DATA SUPPLIED below:

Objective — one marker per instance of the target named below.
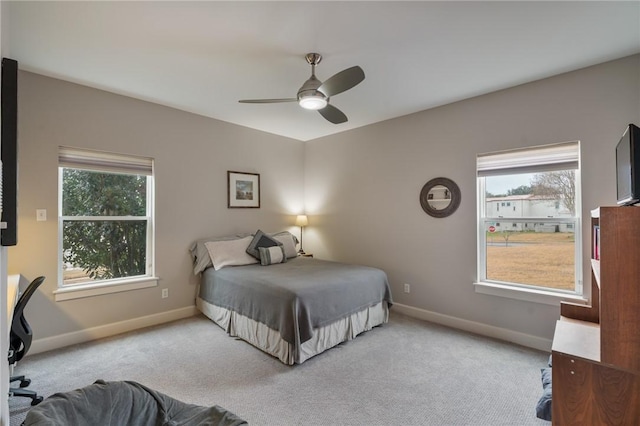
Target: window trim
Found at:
(506, 166)
(99, 161)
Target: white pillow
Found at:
(230, 253)
(286, 238)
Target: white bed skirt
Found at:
(271, 342)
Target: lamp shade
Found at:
(301, 220)
(314, 102)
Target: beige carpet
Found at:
(406, 372)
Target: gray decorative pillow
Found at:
(289, 241)
(271, 255)
(260, 239)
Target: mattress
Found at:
(297, 309)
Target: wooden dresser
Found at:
(596, 348)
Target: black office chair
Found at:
(20, 342)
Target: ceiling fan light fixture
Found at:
(313, 102)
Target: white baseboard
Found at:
(523, 339)
(81, 336)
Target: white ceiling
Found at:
(203, 57)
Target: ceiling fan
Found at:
(314, 94)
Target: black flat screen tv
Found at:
(628, 167)
(9, 151)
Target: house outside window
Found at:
(105, 219)
(535, 248)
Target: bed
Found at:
(289, 306)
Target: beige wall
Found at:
(192, 155)
(362, 186)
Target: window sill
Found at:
(89, 290)
(527, 294)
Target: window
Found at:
(105, 218)
(536, 248)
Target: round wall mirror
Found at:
(440, 197)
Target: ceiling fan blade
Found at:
(267, 101)
(333, 114)
(344, 80)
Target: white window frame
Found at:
(100, 161)
(543, 158)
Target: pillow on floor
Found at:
(543, 407)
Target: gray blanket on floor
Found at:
(124, 403)
(297, 296)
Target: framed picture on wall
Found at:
(243, 190)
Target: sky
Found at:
(499, 185)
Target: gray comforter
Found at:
(124, 403)
(297, 296)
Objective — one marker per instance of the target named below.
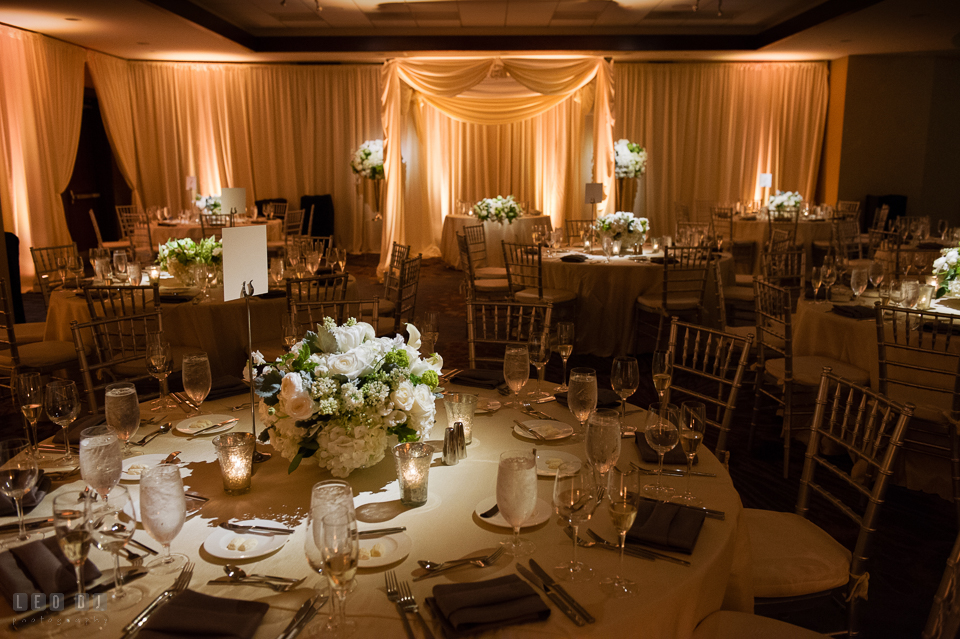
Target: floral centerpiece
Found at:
(947, 269)
(178, 256)
(367, 161)
(497, 209)
(339, 393)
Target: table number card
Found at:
(244, 260)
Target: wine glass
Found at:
(339, 546)
(18, 476)
(623, 490)
(625, 380)
(662, 370)
(517, 495)
(196, 378)
(163, 509)
(603, 441)
(582, 397)
(122, 409)
(159, 362)
(662, 434)
(101, 458)
(63, 406)
(30, 394)
(693, 425)
(538, 346)
(115, 521)
(575, 499)
(565, 348)
(516, 371)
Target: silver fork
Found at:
(393, 594)
(410, 605)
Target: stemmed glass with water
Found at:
(517, 495)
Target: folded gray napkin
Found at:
(479, 378)
(191, 614)
(484, 605)
(667, 526)
(40, 566)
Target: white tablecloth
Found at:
(518, 231)
(672, 599)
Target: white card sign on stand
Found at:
(244, 261)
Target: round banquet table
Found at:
(606, 295)
(518, 231)
(672, 598)
(162, 232)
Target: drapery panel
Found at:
(41, 106)
(710, 128)
(277, 130)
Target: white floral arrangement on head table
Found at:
(498, 209)
(340, 393)
(630, 158)
(623, 226)
(367, 161)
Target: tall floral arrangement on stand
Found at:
(498, 209)
(337, 397)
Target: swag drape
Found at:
(526, 137)
(41, 106)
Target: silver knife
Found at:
(550, 581)
(554, 596)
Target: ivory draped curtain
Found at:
(41, 105)
(528, 145)
(710, 128)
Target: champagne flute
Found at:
(623, 490)
(625, 380)
(565, 348)
(662, 434)
(18, 476)
(693, 425)
(517, 495)
(516, 371)
(662, 370)
(603, 441)
(196, 378)
(101, 459)
(538, 346)
(163, 509)
(63, 406)
(122, 409)
(114, 524)
(340, 549)
(575, 499)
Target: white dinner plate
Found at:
(187, 426)
(393, 548)
(540, 514)
(548, 428)
(218, 541)
(548, 461)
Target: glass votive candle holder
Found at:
(461, 407)
(235, 452)
(413, 471)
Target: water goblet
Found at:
(574, 499)
(662, 435)
(163, 509)
(693, 426)
(517, 495)
(18, 476)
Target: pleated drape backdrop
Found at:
(710, 128)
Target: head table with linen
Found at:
(671, 601)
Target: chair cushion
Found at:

End of DATA SUPPLIED.

→ **WORK INSTRUCTIONS**
Copy out all the data above exactly, pictures excluded.

→ **SOLUTION FOR THIS PROBLEM**
Objective — one marker per instance of the target named below.
Target: window trim
Found at:
(506, 166)
(99, 161)
Target: white pillow
Found at:
(230, 253)
(286, 238)
Target: white bed skirt
Found at:
(271, 342)
Target: lamp shade
Found at:
(301, 220)
(314, 102)
Target: beige carpet
Found at:
(406, 372)
Target: gray decorative pillow
Found at:
(289, 241)
(271, 255)
(260, 239)
Target: mattress
Found at:
(297, 309)
Target: wooden dresser
Found at:
(596, 348)
Target: black office chair
Found at:
(20, 342)
Target: ceiling fan light fixture
Found at:
(313, 102)
Target: white baseboard
Found at:
(523, 339)
(81, 336)
Target: white ceiling
Found at:
(203, 57)
Target: ceiling fan
Found at:
(314, 94)
Target: black flat screen tv
Found at:
(628, 167)
(9, 151)
Target: house outside window
Found at:
(105, 219)
(535, 248)
Target: bed
Found at:
(289, 306)
Target: beige wall
Found at:
(192, 155)
(362, 186)
Target: window sill
Found at:
(89, 290)
(527, 294)
Target: window
Found at:
(105, 218)
(536, 248)
Target: round wall mirror
Found at:
(440, 197)
Target: ceiling fan blade
Found at:
(267, 101)
(333, 114)
(344, 80)
Target: white window frame
Found at:
(100, 161)
(543, 158)
Target: pillow on floor
Found at:
(543, 407)
Target: gray blanket on floor
Found at:
(124, 403)
(297, 296)
Target: framed picture on wall
Found at:
(243, 190)
Target: sky
Found at:
(499, 185)
Target: gray comforter
Found at:
(124, 403)
(297, 296)
Objective — one marker per instance of the target named below.
Target: floral centerpiece
Found at:
(947, 269)
(178, 256)
(367, 161)
(497, 209)
(339, 393)
Target: table number card
Found at:
(244, 260)
Target: wine glass
Found at:
(339, 546)
(18, 476)
(623, 490)
(625, 380)
(662, 370)
(517, 495)
(196, 378)
(163, 509)
(603, 441)
(582, 397)
(122, 409)
(159, 362)
(662, 434)
(101, 458)
(63, 406)
(30, 394)
(693, 425)
(538, 346)
(115, 521)
(575, 499)
(565, 348)
(516, 371)
Target: silver fork
Found at:
(393, 594)
(410, 605)
Target: stemmed glass with water
Found at:
(517, 495)
Target: folded gray napkin
Found at:
(479, 378)
(191, 614)
(484, 605)
(667, 526)
(40, 566)
Target: white tablecloth
Found at:
(518, 231)
(672, 599)
Target: white card sign on stand
Found at:
(244, 261)
Target: round banquet table
Found at:
(606, 295)
(518, 231)
(672, 598)
(162, 232)
Target: drapery panel
Found at:
(41, 106)
(710, 128)
(277, 130)
Target: white floral arrangement on head table
Found at:
(498, 209)
(340, 393)
(630, 158)
(623, 226)
(367, 161)
Target: tall floral arrangement on stand
Found at:
(498, 209)
(337, 397)
Target: swag drape
Found at:
(526, 137)
(41, 106)
Target: silver knife
Found at:
(550, 581)
(554, 596)
Target: ivory draped curtain
Found at:
(41, 105)
(528, 145)
(710, 128)
Target: champagne flute
Found at:
(623, 490)
(625, 380)
(565, 348)
(662, 434)
(18, 476)
(693, 425)
(517, 495)
(516, 371)
(662, 370)
(603, 441)
(196, 378)
(101, 459)
(538, 346)
(163, 509)
(63, 406)
(122, 409)
(114, 524)
(340, 549)
(575, 499)
Target: white dinner plate
Found at:
(187, 426)
(393, 548)
(540, 514)
(548, 428)
(218, 541)
(548, 461)
Target: glass votive candle holder
Found at:
(461, 407)
(235, 452)
(413, 471)
Target: water goblet
Found at:
(574, 499)
(662, 435)
(163, 509)
(693, 426)
(517, 495)
(18, 476)
Target: pleated drape backdrop
Found at:
(710, 128)
Target: head table with linen
Found at:
(671, 601)
Target: chair cushion
Found at:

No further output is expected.